_WHAT THE TASK REQUIRES_: Pull out every line of the records below that contains the word "shirt", copying each one in full.

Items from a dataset
········
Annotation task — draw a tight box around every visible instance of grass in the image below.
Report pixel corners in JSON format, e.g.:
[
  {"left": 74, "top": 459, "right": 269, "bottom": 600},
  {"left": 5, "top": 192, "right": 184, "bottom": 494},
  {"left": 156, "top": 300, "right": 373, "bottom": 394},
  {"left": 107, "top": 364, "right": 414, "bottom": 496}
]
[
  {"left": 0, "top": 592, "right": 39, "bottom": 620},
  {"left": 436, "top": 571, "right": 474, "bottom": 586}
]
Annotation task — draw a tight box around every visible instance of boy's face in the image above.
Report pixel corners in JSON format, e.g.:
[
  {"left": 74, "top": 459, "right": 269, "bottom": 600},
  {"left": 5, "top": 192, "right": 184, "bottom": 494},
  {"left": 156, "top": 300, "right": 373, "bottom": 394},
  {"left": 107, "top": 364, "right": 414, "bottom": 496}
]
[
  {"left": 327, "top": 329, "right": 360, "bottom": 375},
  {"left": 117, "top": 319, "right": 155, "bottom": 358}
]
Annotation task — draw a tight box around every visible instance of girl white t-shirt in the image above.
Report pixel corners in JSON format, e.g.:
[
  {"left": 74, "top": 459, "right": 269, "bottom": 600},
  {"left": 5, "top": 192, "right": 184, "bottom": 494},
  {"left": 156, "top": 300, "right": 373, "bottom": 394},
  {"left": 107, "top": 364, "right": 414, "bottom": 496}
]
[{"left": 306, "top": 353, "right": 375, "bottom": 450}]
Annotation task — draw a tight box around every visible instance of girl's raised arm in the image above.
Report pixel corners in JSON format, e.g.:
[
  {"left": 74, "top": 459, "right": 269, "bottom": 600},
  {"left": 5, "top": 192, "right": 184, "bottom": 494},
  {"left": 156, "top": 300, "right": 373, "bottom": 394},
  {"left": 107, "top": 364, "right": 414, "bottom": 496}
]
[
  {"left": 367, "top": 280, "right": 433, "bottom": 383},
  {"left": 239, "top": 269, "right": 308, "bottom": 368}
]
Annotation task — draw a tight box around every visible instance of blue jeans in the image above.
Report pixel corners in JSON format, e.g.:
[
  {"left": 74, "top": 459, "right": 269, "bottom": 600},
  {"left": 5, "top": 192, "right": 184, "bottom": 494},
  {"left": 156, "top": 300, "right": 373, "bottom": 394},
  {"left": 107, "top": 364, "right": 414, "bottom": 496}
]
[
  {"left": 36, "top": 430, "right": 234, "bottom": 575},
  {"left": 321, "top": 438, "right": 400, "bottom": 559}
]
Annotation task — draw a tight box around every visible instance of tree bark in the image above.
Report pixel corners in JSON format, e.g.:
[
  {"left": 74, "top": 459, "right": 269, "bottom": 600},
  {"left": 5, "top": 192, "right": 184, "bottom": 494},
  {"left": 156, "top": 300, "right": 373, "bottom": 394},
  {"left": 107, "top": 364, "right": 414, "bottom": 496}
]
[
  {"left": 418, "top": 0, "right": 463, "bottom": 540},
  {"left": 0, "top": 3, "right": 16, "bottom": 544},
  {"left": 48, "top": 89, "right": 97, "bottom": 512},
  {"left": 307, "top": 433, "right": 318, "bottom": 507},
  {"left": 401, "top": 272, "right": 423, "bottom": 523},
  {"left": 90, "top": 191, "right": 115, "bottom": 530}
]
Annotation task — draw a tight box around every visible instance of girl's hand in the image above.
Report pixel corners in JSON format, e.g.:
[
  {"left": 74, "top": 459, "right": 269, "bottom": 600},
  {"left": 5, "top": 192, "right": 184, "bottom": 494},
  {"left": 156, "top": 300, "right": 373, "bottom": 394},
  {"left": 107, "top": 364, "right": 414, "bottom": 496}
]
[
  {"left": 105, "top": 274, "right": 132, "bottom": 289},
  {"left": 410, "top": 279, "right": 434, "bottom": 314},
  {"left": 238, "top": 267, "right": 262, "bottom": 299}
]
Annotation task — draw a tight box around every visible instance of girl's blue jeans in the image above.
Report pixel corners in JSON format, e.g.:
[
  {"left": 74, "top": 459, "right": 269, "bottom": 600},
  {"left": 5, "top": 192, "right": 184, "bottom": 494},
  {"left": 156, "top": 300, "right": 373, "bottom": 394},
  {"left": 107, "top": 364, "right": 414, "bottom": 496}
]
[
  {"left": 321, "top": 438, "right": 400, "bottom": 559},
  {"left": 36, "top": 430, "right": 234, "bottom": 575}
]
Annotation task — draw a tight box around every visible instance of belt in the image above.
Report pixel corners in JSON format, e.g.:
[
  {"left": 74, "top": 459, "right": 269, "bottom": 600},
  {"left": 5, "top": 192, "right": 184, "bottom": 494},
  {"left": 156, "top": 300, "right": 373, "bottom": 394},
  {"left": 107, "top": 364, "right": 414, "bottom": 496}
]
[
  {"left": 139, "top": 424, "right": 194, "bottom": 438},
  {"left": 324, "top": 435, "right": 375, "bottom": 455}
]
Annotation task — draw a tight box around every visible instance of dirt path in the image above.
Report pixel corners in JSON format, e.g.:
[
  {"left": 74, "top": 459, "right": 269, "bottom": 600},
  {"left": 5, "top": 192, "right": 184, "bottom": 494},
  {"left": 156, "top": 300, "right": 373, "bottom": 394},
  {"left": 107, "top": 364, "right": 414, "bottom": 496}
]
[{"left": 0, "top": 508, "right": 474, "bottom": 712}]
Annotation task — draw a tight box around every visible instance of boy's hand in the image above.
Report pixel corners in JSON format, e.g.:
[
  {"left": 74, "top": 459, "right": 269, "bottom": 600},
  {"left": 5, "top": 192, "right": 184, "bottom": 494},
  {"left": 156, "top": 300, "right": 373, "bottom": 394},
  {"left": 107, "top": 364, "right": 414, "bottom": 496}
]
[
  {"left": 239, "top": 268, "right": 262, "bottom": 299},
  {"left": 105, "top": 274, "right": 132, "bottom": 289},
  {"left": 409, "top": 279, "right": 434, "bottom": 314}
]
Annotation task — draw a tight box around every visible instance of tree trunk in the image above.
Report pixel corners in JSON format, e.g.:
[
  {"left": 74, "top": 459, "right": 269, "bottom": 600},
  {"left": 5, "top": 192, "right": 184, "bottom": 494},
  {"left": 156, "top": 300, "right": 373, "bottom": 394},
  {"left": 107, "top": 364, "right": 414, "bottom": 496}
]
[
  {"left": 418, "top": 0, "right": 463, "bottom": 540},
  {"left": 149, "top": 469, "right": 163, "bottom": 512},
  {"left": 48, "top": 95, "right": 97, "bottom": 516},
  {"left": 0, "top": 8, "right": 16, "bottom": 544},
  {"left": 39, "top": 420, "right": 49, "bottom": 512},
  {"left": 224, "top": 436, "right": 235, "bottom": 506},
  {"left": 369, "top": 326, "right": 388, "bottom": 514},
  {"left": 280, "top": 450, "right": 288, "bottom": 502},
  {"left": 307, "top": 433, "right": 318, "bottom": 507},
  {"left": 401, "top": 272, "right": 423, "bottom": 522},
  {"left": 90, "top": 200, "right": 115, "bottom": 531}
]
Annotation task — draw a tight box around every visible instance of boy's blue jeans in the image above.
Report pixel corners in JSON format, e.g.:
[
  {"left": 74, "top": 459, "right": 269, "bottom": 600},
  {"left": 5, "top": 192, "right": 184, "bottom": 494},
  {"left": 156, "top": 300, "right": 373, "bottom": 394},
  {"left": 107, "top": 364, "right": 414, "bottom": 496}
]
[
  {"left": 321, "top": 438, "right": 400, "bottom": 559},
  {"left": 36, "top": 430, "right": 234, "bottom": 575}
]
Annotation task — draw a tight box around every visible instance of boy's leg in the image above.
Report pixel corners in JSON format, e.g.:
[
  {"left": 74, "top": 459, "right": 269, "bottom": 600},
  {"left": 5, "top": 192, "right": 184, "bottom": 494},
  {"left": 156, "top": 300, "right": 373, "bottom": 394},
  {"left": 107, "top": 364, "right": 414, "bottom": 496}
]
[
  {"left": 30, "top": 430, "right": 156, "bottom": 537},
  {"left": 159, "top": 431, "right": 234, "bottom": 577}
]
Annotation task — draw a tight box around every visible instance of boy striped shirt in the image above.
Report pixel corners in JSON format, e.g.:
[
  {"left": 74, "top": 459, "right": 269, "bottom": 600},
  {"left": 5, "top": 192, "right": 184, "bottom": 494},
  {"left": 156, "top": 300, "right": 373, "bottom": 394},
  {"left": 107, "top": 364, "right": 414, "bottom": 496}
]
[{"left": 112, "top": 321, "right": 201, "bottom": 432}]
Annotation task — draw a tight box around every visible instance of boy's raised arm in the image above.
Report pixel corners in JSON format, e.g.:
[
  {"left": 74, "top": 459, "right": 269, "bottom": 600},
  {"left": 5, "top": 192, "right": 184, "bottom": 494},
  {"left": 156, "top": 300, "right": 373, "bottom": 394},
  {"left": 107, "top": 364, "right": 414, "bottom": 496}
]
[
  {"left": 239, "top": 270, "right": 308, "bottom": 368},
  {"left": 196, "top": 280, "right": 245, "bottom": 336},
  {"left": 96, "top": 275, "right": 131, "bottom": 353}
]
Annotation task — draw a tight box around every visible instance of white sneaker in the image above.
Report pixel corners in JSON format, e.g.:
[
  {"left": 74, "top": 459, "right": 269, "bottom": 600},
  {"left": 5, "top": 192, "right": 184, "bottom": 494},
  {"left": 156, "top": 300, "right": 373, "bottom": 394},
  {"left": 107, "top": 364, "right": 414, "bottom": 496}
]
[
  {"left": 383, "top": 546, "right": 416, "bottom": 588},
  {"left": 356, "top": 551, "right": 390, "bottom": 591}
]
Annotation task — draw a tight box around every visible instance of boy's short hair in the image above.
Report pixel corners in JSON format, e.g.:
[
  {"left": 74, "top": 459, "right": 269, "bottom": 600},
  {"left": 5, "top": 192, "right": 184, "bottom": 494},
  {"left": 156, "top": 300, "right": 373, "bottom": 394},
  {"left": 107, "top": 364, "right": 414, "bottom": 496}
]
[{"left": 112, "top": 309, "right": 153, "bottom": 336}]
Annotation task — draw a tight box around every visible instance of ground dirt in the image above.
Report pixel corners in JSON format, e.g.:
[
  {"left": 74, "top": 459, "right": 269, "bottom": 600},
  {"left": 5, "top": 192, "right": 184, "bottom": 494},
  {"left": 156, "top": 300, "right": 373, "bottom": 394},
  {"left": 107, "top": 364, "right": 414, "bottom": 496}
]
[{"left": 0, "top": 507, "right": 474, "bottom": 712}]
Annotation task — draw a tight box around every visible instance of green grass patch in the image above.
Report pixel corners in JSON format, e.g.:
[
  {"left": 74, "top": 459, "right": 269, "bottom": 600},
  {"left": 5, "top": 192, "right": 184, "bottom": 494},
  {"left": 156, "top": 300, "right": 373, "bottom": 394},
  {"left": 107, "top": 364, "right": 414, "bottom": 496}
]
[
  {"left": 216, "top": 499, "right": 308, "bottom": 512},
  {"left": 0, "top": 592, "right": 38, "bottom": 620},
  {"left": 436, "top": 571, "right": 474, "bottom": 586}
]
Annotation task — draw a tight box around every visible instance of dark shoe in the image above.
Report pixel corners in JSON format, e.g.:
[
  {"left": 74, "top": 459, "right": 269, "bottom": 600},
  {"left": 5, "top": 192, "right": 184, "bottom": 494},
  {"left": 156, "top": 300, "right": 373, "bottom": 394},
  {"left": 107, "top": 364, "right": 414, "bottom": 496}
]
········
_OUTPUT BELOW_:
Annotation task — draw a tight box around every visible instance of girl white t-shirt in the image above.
Annotation task — draw a tight box around every visible instance of boy striped shirt in the image above.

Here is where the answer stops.